*** Records shown
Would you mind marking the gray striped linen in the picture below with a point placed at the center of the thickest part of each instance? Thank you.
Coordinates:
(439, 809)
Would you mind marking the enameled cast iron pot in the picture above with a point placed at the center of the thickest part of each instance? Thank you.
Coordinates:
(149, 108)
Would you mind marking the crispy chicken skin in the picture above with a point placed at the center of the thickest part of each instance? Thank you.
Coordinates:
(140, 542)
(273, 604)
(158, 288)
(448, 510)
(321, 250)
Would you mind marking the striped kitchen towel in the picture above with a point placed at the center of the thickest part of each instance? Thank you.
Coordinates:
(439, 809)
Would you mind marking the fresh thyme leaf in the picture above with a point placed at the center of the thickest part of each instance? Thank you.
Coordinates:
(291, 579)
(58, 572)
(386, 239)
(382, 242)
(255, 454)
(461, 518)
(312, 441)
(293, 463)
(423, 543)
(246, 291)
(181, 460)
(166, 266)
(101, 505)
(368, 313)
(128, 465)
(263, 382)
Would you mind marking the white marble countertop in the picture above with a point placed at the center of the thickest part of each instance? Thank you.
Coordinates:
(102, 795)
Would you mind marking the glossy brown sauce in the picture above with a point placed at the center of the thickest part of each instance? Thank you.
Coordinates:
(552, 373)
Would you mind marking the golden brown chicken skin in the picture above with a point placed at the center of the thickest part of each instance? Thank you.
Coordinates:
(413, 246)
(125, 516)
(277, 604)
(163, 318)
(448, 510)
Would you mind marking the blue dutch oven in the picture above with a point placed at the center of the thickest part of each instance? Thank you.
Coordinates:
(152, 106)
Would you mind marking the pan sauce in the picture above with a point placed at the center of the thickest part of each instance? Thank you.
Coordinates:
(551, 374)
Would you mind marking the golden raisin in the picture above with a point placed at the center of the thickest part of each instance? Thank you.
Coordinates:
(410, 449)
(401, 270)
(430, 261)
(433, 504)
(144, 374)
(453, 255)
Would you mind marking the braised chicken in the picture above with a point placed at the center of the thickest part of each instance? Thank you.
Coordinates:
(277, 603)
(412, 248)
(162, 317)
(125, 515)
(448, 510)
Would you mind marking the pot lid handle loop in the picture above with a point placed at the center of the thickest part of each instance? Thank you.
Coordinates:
******
Reproduce all of the lines above word for word, changing nothing.

Would you mind marking the gray striped linen in the picture below with a point placed at the center of the thickest part of each instance? Thank you.
Coordinates:
(439, 809)
Would you mind marking the enameled cast iron pot in the picture above with a point placed at the center of the thickest part of each instance? Thank you.
Coordinates:
(149, 108)
Would you mind marking the crispy chicken skin in the picture above with a point placed at the center of the thickest part of each instance? Thank you.
Coordinates:
(140, 542)
(273, 604)
(158, 288)
(448, 510)
(321, 250)
Would you mind marking the striped kitchen towel in the picture above with a point placed at the center of the thickest part of each instance? Thank you.
Coordinates:
(439, 809)
Would you mind marking the fresh thyme leaf in the picture above with a point placed at the center of the thickest part of each instance? Thank you.
Coordinates:
(291, 579)
(58, 572)
(386, 239)
(382, 242)
(255, 454)
(461, 518)
(312, 441)
(293, 463)
(423, 543)
(246, 291)
(181, 460)
(166, 266)
(101, 505)
(368, 313)
(128, 465)
(263, 382)
Would you mind marking the white marble countertop in the picture above with a point placed at the center of the thickest part of each instance? Thank you.
Coordinates:
(102, 795)
Would you mind marking the glossy brown sauce in the picture above with a point placed at the center of the thickest part of each instance? Thank you.
Coordinates:
(552, 373)
Would you mind marking the golden brown chicken skin in the picture above with a point placed at the center of the thickest part of each instance? Thank you.
Coordinates:
(413, 246)
(125, 516)
(277, 604)
(163, 318)
(448, 510)
Would you mind marking the blue dutch oven in the picture above with a point placed at the center of the thickest part of each instance? Thank you.
Coordinates:
(152, 106)
Would you mind marking the pan sauce in the picture above with a point placed at the center of the thickest part of each instance? Thank you.
Coordinates:
(551, 374)
Would you mind marking the golden raisin in the picture above with a point placed at the center of the thickest part of each instance? Thank you.
Coordinates:
(410, 449)
(401, 270)
(430, 261)
(433, 504)
(144, 374)
(453, 255)
Would you mind marking the braised chicken in the picture above with a point placed at the center of the thickest part of each instance? Thank you.
Coordinates:
(277, 603)
(412, 248)
(162, 317)
(125, 515)
(448, 510)
Would you mind marking the pot lid handle loop in the picture above with a point placed at the center of the thickest part of each instance? Thank you.
Coordinates:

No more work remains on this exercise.